Goal:
Extend the passage on the credit economy below, starting after its last sentence about the $220,000 debt going on the bank's books as an asset.

Given text:
This was sold, and accepted, on the myth that the rich — the investing class — are the most creative and daring members of our society. Just unleash them and they will march off into the wilderness — actual, urban, or cyber — with sacks of cash over their shoulders and they will build things!Factories! Airlines! Housing! Toys! Computers! Undreamed wonders! Entire new civilizations! With jobs! jobs! jobs! Like an Ayn Rand novel!But that’s not what happened.

Because a shortage of cash was not the problem. The country, the world, is awash with cash.

The problem is that all that cash is flowing from credit sources, not from the production of actual goods and services:

In vastly oversimplified terms the credit economy works like this:

You own a house. It’s worth $100,000.

Someone buys the house, no money down. They borrow that money. Let’s say it’s a straight-line 8 percent, 30-year mortgage. Forget closing costs, points, and any other complications — that’s a $220,000 debt. It goes on the bank’s books as an asset.

Listing:
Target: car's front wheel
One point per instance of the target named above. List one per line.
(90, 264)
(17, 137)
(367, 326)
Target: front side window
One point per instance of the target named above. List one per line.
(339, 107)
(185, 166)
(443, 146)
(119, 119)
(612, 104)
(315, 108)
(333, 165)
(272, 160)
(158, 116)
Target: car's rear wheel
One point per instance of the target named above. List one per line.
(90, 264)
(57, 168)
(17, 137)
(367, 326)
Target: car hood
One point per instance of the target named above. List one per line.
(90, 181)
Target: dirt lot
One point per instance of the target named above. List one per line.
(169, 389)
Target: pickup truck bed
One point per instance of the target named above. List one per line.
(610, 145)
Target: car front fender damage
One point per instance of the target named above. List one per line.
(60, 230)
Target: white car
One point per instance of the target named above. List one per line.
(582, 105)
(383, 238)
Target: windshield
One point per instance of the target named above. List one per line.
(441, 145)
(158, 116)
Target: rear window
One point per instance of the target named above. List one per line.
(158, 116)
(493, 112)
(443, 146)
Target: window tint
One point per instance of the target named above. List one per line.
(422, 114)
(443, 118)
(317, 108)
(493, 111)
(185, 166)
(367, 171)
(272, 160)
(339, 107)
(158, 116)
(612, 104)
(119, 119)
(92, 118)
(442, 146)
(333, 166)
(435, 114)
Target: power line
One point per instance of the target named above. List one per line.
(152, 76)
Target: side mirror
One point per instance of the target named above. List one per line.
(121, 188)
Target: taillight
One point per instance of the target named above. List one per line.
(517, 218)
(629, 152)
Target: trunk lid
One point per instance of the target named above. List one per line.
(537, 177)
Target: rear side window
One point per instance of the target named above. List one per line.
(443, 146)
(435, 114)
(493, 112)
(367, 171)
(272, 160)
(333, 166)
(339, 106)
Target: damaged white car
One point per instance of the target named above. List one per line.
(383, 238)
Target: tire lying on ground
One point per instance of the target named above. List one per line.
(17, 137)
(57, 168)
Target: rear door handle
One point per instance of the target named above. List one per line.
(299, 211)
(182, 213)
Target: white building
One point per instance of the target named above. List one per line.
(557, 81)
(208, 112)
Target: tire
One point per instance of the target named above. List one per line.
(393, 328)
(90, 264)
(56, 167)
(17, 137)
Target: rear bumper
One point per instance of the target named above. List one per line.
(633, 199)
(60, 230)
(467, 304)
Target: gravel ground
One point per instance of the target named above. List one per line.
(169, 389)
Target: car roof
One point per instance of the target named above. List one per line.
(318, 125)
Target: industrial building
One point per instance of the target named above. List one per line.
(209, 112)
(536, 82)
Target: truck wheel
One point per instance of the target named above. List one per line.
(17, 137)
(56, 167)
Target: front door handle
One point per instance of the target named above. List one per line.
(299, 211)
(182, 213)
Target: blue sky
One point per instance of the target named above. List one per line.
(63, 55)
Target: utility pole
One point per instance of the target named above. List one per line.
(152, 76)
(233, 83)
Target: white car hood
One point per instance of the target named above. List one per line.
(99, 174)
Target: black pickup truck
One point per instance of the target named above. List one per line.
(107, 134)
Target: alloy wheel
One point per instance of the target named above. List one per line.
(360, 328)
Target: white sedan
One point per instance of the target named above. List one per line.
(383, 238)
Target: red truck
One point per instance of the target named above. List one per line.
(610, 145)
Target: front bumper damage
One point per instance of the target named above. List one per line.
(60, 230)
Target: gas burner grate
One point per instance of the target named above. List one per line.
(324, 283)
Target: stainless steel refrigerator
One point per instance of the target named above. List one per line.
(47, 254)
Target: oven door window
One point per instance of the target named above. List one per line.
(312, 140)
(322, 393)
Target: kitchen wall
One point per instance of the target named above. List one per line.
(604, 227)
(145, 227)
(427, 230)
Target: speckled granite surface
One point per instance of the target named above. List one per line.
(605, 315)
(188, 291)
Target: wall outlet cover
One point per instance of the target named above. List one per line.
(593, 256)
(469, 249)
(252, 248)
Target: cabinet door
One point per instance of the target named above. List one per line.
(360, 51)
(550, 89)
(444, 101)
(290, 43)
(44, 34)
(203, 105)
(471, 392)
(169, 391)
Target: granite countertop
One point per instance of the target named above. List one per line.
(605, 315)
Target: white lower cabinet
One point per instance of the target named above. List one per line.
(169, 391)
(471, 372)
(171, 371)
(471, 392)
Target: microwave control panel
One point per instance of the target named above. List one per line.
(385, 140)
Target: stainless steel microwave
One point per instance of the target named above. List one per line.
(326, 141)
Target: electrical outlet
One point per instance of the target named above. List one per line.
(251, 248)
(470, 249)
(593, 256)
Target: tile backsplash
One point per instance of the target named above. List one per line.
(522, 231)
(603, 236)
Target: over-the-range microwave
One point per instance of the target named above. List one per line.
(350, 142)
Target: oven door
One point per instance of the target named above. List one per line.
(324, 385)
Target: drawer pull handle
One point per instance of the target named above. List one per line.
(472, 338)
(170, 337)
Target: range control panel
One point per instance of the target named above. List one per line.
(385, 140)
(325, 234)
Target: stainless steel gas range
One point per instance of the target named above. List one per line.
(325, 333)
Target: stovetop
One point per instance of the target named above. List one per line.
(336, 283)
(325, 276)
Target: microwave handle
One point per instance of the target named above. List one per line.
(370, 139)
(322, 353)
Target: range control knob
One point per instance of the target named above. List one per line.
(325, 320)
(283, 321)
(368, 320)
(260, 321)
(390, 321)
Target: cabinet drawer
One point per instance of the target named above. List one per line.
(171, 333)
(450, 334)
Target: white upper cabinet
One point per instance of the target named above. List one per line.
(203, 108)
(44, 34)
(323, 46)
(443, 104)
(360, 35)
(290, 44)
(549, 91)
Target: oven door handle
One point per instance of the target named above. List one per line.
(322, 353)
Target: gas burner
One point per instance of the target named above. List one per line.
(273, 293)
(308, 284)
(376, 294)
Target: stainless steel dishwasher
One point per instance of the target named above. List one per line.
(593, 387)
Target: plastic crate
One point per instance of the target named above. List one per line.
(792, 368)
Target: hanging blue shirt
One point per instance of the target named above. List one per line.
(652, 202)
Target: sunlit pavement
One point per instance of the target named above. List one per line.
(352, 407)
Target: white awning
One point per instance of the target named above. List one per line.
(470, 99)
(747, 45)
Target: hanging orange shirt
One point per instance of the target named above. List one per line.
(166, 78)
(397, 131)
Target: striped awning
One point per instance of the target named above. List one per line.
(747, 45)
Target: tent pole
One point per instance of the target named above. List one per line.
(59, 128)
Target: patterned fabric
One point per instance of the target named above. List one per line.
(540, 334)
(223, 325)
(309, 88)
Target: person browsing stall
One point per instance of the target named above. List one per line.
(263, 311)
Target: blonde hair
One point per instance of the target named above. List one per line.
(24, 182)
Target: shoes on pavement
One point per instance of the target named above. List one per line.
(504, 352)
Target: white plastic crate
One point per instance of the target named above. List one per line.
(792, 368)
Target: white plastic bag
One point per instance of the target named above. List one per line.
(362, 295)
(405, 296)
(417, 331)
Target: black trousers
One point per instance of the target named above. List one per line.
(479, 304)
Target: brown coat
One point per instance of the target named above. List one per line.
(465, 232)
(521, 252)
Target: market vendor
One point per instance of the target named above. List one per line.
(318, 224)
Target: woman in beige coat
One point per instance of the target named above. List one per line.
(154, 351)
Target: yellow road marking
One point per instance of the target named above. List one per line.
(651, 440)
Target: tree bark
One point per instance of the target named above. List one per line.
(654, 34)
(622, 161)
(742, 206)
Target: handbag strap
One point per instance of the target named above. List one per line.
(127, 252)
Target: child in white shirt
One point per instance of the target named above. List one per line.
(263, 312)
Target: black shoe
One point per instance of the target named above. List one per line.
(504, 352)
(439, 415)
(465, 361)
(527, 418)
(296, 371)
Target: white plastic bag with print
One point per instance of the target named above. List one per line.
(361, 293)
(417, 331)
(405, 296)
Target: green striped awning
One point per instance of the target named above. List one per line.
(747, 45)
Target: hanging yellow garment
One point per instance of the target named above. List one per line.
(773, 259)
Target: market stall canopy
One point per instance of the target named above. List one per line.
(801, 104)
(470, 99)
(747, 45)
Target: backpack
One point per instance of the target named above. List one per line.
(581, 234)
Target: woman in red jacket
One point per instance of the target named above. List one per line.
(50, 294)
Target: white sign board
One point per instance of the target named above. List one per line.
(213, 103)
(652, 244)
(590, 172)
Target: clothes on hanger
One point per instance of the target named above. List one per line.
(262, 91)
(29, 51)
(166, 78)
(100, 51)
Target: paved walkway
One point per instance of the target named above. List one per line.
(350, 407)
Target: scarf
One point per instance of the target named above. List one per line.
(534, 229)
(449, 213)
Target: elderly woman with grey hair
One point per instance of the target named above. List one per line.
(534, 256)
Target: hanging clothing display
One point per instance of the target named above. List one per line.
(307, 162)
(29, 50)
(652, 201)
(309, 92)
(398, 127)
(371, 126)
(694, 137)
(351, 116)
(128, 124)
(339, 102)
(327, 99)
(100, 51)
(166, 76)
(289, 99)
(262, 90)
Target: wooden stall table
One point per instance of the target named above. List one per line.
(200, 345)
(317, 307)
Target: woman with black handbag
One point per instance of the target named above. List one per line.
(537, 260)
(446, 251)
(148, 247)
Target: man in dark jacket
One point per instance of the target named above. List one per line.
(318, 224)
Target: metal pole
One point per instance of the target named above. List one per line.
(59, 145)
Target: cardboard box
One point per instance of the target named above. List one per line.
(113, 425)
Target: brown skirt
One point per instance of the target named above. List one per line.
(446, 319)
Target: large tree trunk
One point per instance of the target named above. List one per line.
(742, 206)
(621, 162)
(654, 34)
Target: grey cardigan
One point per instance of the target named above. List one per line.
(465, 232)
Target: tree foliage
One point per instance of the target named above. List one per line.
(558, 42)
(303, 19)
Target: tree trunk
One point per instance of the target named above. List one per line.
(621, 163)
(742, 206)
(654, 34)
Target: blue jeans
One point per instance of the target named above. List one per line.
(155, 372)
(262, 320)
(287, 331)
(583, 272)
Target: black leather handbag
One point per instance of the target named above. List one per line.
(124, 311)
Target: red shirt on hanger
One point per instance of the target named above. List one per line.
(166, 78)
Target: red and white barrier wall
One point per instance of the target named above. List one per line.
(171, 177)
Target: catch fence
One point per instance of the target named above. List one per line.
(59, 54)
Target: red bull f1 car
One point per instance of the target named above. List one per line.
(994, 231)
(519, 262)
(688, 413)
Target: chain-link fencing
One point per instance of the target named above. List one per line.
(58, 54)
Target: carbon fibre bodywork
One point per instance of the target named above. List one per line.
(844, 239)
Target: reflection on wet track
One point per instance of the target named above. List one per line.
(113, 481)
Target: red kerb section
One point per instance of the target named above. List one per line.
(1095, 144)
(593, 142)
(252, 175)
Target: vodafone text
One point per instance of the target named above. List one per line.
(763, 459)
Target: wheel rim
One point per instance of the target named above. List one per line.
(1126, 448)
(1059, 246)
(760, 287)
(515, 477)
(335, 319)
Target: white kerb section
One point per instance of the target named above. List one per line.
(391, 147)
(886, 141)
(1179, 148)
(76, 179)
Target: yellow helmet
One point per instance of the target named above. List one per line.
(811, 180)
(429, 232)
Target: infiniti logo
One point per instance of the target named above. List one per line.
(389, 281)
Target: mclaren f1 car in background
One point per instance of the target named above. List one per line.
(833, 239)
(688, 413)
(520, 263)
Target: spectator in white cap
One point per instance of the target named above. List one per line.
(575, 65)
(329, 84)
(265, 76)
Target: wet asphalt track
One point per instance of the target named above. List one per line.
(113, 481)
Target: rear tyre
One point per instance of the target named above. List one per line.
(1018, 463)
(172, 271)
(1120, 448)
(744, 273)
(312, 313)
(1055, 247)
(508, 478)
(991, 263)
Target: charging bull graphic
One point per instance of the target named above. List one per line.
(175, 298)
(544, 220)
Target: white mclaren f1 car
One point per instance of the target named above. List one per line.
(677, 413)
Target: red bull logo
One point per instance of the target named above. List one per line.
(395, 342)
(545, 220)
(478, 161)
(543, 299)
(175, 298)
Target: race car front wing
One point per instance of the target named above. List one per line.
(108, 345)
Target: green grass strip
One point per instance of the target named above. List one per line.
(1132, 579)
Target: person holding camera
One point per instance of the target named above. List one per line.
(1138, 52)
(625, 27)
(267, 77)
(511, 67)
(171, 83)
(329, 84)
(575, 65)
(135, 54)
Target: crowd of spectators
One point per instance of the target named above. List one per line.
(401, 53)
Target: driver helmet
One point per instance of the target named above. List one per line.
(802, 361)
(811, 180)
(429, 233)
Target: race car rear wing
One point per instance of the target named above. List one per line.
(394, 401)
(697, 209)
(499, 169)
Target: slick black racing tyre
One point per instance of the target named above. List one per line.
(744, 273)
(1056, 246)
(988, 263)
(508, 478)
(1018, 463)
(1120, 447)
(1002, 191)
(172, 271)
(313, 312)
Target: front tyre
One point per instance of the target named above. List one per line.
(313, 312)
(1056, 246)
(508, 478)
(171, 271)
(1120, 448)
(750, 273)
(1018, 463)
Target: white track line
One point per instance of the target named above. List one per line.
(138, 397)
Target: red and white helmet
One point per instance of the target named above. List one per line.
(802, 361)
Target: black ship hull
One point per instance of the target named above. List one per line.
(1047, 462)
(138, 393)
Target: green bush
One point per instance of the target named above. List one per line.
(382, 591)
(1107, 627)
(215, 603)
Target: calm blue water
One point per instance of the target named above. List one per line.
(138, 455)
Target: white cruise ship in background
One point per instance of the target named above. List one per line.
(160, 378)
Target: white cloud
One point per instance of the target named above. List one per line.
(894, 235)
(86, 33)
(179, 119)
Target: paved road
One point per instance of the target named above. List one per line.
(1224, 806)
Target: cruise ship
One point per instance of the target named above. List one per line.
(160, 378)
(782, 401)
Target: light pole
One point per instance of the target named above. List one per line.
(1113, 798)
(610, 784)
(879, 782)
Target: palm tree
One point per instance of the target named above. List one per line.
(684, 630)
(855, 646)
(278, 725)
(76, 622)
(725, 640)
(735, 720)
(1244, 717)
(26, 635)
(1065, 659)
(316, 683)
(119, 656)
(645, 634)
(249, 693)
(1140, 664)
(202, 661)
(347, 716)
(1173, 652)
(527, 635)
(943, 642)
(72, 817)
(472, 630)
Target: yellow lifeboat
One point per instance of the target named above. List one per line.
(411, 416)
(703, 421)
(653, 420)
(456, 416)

In response:
Now you have $100,000. The bank has $220,000 (on paper). The buyer has a house worth $100,000. The bank has a lien on it, but the buyer will be gaining equity, plus he can get a second mortgage and home-improvement and other loans on it.

Again, this is a vast oversimplification, but that transaction has “created” something like $420,000 that is now “in play,” as part of the economy.

No “thing” has been created — no new business, no product, no jobs, no idea, no intellectual property, no entertainment.

But money has been created.

For the rich this works out very nicely. For the rest of us, and ultimately for the global economy, it’s a mega-disaster waiting to happen.